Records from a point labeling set

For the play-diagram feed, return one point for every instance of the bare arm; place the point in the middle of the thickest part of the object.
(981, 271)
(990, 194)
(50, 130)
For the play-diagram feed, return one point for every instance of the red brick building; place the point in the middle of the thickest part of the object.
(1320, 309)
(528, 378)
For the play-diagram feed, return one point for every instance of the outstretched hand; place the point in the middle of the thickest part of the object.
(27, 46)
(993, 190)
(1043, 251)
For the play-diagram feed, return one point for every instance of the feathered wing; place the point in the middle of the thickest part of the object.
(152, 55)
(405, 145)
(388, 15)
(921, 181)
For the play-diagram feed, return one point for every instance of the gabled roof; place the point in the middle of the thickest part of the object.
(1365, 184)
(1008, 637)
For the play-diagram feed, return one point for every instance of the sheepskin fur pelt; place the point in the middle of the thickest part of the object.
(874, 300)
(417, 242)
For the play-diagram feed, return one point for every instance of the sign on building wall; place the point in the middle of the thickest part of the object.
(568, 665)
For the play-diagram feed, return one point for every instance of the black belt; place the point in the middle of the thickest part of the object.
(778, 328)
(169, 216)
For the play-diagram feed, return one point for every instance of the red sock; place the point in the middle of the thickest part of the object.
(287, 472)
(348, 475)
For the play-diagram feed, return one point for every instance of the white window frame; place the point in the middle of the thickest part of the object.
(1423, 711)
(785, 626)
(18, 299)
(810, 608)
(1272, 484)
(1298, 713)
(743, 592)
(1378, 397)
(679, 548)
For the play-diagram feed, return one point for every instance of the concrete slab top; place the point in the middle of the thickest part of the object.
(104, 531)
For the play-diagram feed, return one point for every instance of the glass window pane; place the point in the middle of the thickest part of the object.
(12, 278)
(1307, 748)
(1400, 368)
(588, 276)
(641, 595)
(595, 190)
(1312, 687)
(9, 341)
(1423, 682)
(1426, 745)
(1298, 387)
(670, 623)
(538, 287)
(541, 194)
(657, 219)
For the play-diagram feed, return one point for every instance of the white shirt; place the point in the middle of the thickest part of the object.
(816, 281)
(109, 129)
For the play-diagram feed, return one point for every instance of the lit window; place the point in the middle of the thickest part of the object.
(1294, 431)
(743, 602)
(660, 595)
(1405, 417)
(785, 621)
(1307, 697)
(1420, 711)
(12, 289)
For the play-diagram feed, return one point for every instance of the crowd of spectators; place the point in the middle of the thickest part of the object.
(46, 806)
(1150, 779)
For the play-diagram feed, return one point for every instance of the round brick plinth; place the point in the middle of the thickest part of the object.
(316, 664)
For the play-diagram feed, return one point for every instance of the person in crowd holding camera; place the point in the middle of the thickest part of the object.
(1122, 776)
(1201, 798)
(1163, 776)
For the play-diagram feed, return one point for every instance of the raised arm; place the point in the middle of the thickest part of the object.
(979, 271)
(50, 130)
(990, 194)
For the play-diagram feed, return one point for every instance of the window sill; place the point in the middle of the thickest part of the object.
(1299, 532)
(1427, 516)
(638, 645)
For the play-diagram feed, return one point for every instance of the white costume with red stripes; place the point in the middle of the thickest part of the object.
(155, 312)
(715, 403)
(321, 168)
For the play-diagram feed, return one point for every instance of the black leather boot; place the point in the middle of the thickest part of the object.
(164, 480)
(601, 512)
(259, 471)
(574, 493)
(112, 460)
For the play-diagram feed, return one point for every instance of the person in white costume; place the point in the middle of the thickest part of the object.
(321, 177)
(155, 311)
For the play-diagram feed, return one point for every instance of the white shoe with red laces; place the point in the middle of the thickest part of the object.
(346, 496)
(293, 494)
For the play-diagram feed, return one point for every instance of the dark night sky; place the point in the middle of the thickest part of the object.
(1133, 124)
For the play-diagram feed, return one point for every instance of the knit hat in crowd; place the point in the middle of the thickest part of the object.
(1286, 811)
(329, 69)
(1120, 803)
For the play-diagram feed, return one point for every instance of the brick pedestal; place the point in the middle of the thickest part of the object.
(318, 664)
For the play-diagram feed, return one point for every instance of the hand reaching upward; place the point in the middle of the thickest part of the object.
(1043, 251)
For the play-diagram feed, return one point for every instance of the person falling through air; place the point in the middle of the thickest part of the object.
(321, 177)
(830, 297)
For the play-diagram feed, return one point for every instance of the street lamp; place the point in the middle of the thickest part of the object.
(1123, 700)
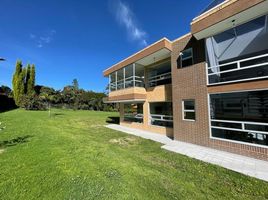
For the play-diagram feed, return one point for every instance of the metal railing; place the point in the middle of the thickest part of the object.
(243, 64)
(243, 126)
(132, 81)
(153, 81)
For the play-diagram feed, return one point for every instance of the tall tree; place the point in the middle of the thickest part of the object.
(15, 81)
(27, 80)
(75, 84)
(30, 81)
(21, 86)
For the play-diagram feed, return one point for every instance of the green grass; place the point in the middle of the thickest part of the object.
(73, 156)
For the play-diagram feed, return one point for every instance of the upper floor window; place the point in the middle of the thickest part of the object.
(239, 54)
(159, 74)
(129, 76)
(187, 57)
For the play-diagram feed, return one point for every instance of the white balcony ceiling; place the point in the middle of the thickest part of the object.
(240, 18)
(154, 57)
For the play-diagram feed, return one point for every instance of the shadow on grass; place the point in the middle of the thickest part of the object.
(15, 141)
(113, 120)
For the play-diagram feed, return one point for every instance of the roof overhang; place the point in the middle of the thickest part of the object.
(231, 13)
(124, 101)
(153, 53)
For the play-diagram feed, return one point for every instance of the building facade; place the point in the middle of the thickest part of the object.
(208, 87)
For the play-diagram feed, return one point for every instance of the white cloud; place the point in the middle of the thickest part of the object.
(45, 38)
(126, 18)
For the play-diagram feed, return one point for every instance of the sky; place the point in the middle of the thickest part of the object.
(68, 39)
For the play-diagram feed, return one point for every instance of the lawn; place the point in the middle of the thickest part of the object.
(71, 155)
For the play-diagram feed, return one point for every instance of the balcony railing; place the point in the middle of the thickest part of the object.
(160, 79)
(241, 70)
(162, 120)
(132, 81)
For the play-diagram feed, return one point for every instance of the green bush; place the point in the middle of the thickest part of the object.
(33, 102)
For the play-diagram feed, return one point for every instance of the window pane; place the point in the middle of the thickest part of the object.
(256, 127)
(120, 79)
(246, 107)
(189, 115)
(240, 106)
(256, 72)
(188, 105)
(249, 137)
(186, 54)
(161, 114)
(187, 57)
(113, 81)
(133, 112)
(159, 74)
(129, 76)
(227, 124)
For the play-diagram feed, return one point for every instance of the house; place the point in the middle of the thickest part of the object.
(208, 87)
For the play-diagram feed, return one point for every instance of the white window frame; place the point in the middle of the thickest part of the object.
(192, 57)
(227, 140)
(186, 110)
(238, 68)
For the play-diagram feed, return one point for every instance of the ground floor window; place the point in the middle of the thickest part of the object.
(133, 112)
(240, 116)
(188, 110)
(161, 114)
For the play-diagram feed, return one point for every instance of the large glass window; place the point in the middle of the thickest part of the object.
(159, 74)
(188, 110)
(129, 81)
(187, 57)
(133, 112)
(113, 81)
(240, 53)
(129, 76)
(240, 116)
(161, 114)
(120, 79)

[Task details]: Starting at the line that contains "the window pane;", quote each remaining line of the entries above, unchanged.

[Reply]:
For the play-diagram feed, return one point for every instance of the window pane; place the point in the middle of the thickest part of the object.
(256, 127)
(120, 79)
(246, 107)
(189, 115)
(240, 106)
(256, 72)
(188, 105)
(249, 137)
(186, 54)
(161, 114)
(187, 57)
(113, 81)
(133, 112)
(159, 74)
(129, 76)
(227, 124)
For the play-diagram feed, return one point for every instance of the house; place the point in the middle of the thickest part of the object.
(208, 87)
For the play-diagram feed, return one point for every instance of the white window frame; place the point in the middle of the thickest part of the object.
(192, 57)
(227, 140)
(186, 110)
(238, 68)
For the play-diagram feed, return one point for every instance of the ground floor window; place the point in the middle of the thickest part of the object.
(133, 112)
(240, 116)
(188, 110)
(161, 114)
For the play-diagram feed, return one point for every instance of the large glass window; place the point in the middle of the thickest part of the object.
(159, 74)
(188, 110)
(129, 81)
(187, 57)
(133, 112)
(113, 81)
(240, 53)
(129, 76)
(240, 116)
(161, 114)
(120, 79)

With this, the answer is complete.